WORK ITEM: Within the records below, filter for lines carrying the word "hair" and copy them.

[RECORDED DATA Boundary: Start]

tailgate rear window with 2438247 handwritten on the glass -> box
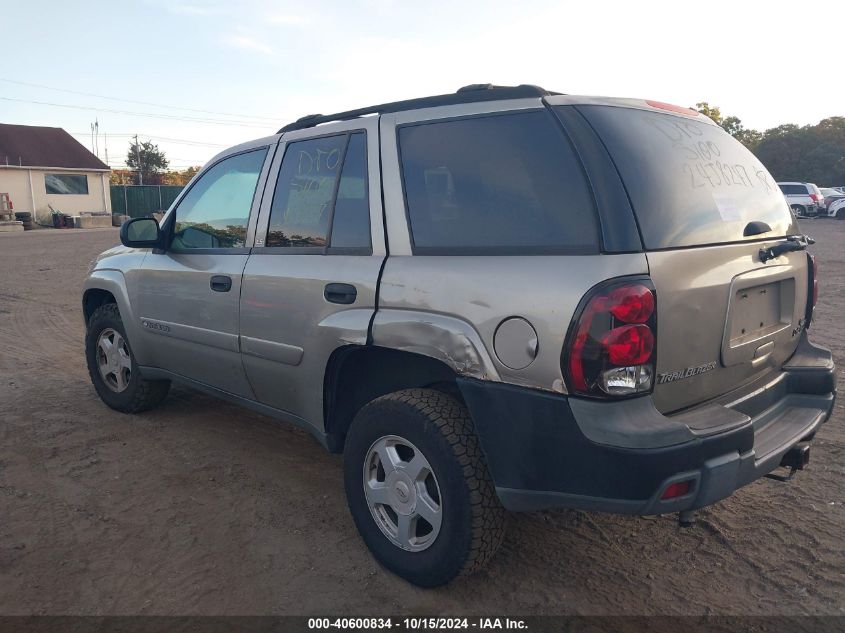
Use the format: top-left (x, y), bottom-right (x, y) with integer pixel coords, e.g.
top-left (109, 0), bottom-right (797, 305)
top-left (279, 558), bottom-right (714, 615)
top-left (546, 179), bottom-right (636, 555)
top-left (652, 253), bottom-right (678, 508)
top-left (578, 106), bottom-right (792, 250)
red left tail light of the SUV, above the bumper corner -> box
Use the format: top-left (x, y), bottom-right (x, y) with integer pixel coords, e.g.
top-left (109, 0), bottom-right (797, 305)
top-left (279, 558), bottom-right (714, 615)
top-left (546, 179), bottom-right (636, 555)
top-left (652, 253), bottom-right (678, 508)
top-left (563, 278), bottom-right (657, 398)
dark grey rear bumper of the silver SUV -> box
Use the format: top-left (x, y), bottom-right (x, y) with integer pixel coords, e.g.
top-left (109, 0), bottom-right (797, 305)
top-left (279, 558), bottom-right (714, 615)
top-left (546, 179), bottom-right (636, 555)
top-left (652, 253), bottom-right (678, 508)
top-left (459, 332), bottom-right (836, 515)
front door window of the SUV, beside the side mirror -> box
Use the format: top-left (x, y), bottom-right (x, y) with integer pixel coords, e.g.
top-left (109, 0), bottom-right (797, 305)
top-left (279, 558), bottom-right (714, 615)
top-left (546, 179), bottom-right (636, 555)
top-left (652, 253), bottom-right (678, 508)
top-left (172, 148), bottom-right (267, 249)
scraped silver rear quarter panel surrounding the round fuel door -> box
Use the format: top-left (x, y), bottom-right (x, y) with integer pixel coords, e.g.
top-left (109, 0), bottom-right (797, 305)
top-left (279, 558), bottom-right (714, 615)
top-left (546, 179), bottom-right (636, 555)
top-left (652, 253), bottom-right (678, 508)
top-left (373, 253), bottom-right (648, 392)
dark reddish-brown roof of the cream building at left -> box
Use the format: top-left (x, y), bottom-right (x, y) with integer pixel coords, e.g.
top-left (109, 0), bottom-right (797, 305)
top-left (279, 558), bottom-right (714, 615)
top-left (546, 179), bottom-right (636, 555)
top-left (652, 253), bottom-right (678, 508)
top-left (0, 123), bottom-right (109, 170)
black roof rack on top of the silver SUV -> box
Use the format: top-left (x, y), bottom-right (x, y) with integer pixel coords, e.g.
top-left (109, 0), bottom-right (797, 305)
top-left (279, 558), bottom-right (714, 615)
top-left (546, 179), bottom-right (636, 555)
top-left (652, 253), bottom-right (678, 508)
top-left (278, 84), bottom-right (560, 134)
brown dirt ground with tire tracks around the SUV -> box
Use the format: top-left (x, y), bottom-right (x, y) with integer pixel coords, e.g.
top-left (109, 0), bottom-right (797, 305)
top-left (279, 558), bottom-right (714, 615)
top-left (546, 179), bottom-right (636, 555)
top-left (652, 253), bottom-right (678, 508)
top-left (0, 220), bottom-right (845, 615)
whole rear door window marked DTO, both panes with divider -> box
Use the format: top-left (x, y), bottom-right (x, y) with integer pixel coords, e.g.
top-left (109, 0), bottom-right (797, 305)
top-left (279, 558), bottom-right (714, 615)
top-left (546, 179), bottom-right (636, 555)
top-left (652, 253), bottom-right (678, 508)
top-left (266, 132), bottom-right (370, 252)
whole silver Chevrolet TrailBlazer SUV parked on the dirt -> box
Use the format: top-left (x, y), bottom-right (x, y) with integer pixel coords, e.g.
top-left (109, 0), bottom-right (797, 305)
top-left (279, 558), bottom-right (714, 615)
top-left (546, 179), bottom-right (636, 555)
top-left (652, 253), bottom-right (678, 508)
top-left (83, 85), bottom-right (835, 586)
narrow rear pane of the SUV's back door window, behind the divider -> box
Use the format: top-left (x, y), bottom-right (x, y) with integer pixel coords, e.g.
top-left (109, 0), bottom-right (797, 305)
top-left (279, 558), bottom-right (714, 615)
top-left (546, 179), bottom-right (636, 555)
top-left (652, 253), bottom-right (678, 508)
top-left (329, 132), bottom-right (371, 248)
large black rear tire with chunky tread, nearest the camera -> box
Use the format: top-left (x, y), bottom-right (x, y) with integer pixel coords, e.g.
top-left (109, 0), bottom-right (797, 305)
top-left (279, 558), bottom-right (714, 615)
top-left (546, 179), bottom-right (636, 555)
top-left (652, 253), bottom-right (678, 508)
top-left (344, 389), bottom-right (506, 587)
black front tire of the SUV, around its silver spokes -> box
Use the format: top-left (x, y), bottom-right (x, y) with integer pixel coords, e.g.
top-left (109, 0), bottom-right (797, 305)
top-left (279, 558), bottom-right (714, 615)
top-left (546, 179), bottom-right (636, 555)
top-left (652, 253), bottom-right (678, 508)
top-left (85, 303), bottom-right (170, 413)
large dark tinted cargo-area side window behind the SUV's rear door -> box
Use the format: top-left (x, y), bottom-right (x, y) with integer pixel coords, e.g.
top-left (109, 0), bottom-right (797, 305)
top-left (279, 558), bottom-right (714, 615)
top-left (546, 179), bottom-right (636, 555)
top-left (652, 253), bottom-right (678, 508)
top-left (398, 110), bottom-right (598, 254)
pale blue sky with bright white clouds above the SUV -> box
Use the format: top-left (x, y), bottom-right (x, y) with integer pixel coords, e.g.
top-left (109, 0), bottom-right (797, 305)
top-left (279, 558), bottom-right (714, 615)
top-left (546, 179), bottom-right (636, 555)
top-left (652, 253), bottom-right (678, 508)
top-left (0, 0), bottom-right (845, 168)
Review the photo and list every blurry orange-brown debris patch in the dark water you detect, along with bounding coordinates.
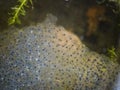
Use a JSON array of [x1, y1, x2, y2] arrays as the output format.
[[86, 6, 106, 36]]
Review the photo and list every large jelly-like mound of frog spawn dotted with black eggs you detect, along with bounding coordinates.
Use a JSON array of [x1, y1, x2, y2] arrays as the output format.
[[0, 14, 119, 90]]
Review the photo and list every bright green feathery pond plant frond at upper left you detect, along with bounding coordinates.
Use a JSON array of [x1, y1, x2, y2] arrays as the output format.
[[8, 0, 33, 25]]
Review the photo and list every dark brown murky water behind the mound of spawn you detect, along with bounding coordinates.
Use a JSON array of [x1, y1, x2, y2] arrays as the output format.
[[0, 0, 120, 59]]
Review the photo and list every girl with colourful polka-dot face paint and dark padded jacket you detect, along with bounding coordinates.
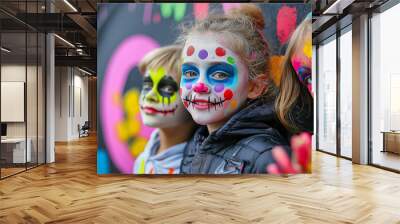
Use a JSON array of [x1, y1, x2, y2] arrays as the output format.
[[180, 4, 312, 174]]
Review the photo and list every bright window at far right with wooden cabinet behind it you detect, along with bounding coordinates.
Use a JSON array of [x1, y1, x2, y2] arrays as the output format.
[[370, 4, 400, 172]]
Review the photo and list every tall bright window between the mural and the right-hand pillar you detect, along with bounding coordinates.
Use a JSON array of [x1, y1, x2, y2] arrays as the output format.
[[315, 25, 352, 159]]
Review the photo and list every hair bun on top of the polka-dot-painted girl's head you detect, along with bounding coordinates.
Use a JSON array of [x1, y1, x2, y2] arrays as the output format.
[[227, 3, 265, 30]]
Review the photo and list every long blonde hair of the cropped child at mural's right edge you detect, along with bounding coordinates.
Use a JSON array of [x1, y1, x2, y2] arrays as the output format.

[RECORDED DATA Boundary: End]

RESPONSE TO THE EXERCISE:
Review the photo and list every hair bun on top of the polka-dot-painted girl's head you detect, along with bounding coordinates.
Review the photo and list every long blonde hair of the cropped child at mural's right edge you detect, along with bounding coordinates.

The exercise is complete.